SUPPLIED PASSAGE -
--- begin ---

7.3 Power Stroke Coolant Flush & Cooling System Service

Applicable Models:

1994 - 1997 Ford F-250, F-350, F-Super Duty
1999 - 2003 Ford F-250, F-350, F-450, F-550 Super Duty

Applicable Engine(s):

7.3L Power Stroke V-8

Cooling system neglect can lead to sludge and buildup in the radiator and engine water jackets. Like engine oil, coolant breaks down over time and certain compounds, especially silicates, fall out of suspension and begin to collect. This process not only decreases the thermal efficiency of the cooling system but threatens to clog radiators, oil coolers, heater cores, etc. The only way to avoid such conditions is to flush and service the cooling system routinely as requested in the OEM maintenance schedule.

Ford recommends servicing the cooling system initially at 50,000 miles and at 30,000 mile/36 month intervals thereafter. A basic cooling system service should include a flush (with or without the use of a cleaning solution) and replacement of the upper/lower radiator hoses, radiator cap, and thermostat. Additionally, the cooling system should be thoroughly flushed with a chemical treatment anytime oil or fuel is found mixed with the coolant, such as in instances where an oil cooler or injector cup has failed.

7.3 Power Stroke Coolant Selection

We typically use standard Motorcraft VC-5 ethylene glycol engine coolant in the 7.3L Power Stroke. Converting to an ELC is desirable, but the 7.3L Power Stroke is typically less sensitive to coolant type than engines such as the 6.0L Power Stroke and early IDI motors. If you prefer to upgrade to an ELC (extended life coolant) to reduce future service costs, it is imperative that the cooling system is thoroughly flushed first. While the 7.3L Power Stroke doesn't generally have cavitation issues, we highly recommend adding a SCA/DCA (diesel coolant additive/supplemental coolant additive) to the cooling system if not using a pre-charged ELC. The SCA/DCA level should be checked and adjusted routinely between services.

--- end ---

AIM 1 - In the Power Stroke coolant guide, at what mileage does Ford recommend the first cooling system service?
AIM 2 - Rewrite the paragraph of the Power Stroke coolant guide that begins "Ford recommends servicing the cooling system" as a short bulleted list that keeps its main facts.
AIM 3 - Pick up the Power Stroke coolant guide after its last sentence and continue it.
The records take no part in this work.

MATERIAL -

--- begin ---

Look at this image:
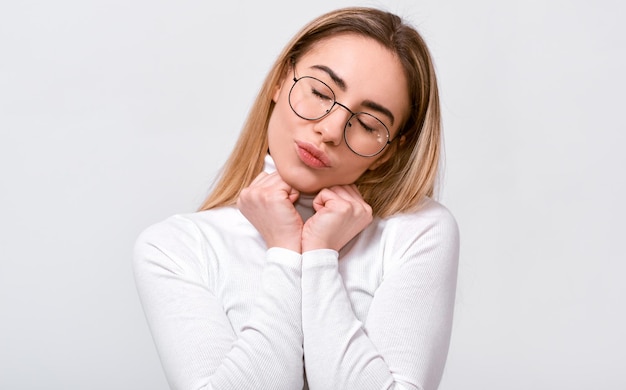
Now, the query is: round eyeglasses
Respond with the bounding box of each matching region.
[289,68,391,157]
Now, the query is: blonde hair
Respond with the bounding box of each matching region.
[200,7,441,217]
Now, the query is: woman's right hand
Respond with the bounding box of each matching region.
[237,172,303,253]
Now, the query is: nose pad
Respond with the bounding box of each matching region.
[315,107,352,145]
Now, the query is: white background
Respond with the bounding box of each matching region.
[0,0,626,390]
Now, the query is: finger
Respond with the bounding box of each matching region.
[313,188,338,211]
[330,185,363,203]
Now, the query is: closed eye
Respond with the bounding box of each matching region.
[311,88,333,100]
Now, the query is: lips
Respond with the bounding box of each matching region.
[296,141,331,169]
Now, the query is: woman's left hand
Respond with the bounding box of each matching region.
[302,184,372,252]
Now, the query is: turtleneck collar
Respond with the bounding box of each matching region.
[263,154,315,221]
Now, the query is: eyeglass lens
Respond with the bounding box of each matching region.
[289,76,389,156]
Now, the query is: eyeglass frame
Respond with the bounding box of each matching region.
[287,61,397,157]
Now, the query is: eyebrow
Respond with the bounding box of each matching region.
[311,65,395,126]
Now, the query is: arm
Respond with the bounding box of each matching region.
[133,217,303,390]
[302,203,459,390]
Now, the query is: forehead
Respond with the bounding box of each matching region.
[296,34,410,128]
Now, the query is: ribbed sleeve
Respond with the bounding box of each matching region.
[302,204,459,390]
[133,217,303,390]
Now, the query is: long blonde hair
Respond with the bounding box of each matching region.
[200,7,441,217]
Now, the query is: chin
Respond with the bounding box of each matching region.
[283,178,324,195]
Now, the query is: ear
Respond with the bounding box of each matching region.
[367,136,406,171]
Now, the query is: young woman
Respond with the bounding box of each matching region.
[134,8,459,390]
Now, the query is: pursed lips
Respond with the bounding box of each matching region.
[296,141,331,168]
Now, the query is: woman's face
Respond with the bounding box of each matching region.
[268,34,409,194]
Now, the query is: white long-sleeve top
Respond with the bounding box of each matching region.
[133,157,459,390]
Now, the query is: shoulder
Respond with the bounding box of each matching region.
[137,207,245,245]
[385,198,459,241]
[381,198,460,271]
[134,207,249,273]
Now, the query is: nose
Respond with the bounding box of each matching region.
[315,103,352,146]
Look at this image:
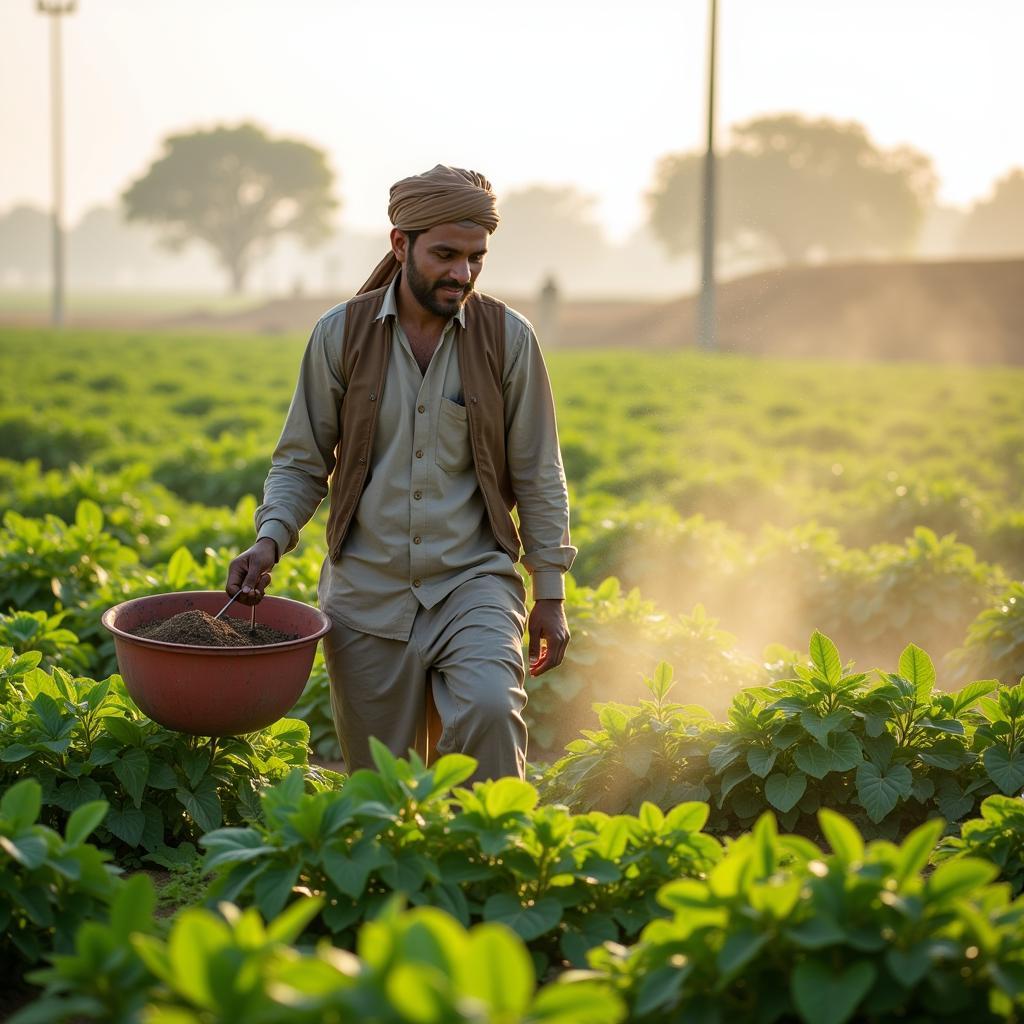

--- end ---

RESULT 1 - At 50,000 miles.

RESULT 2 -
- First service at 50,000 miles, then every 30,000 miles or 36 months.
- A basic service includes a flush, with or without a cleaning solution.
- The upper and lower radiator hoses, radiator cap, and thermostat are replaced.
- A chemical flush is needed whenever oil or fuel is found in the coolant, such as after an oil cooler or injector cup failure.

RESULT 3 -
ELCs are typically found in medium and heavy duty diesel applications. Their service life is typically in the 300,000 to 600,000 mile range, meaning they are more resilient to thermal breakdown and contamination. ELC options that we've used with great success include Shell Rotella ELC, Shell Rotella Ultra ELC, and Fleetguard OAT ELC. International also has their own ELC, but it can be difficult to locate a dealer. If you're going through the trouble of converting to an ELC, select a silicate free coolant.

7.3 Power Stroke Coolant Flush Procedures

The procedures below are being performed on a 1994 - 1997 generation Ford F-Series. While the cooling system is slightly different on later 1999 - 2003 model year engines, the procedures are entirely compatible with all 7.3L Power Stroke diesels.

We tend to recommend avoiding generic over-the-counter flush/cleaning solutions that available at your local auto parts store. The OEM solution is Ford VC-1 Premium Cooling System Flush; it's hard to go wrong with the product developed by Ford for Ford vehicles. Fleetguard Restore (CC2601) also comes highly recommended as it is formulated to remove silicate gel (buildup), oil, and fuel remnants.

The flush/service procedures below are time consuming as they do not require draining the engine block and therefore do not completely drain the system at once. Instead, they simply remove the old coolant by means of a series of distilled water flushes. After enough flush cycles, the amount of old engine coolant remaining in the cooling system will be negligible at best. Plan on purchasing in the ballpark of 20 gallons of distilled water. Tap water should never be used in a cooling system - it contains particulates, minerals, and chemicals that do not belong in with your engine coolant.

Cooling System Service Parts List

Part Description

Part Number


Upper radiator hose

1994.5 - 1997

Motorcraft KM2989


1999 - 2003

Motorcraft KM4495

Lower radiator hose


Gates 21405


1995 - 1997

Gates 22216

1999 - 2000

Motorcraft KM4542

2001 (before 4/29/01)

Motorcraft KM4542

2001 (after 4/29/01)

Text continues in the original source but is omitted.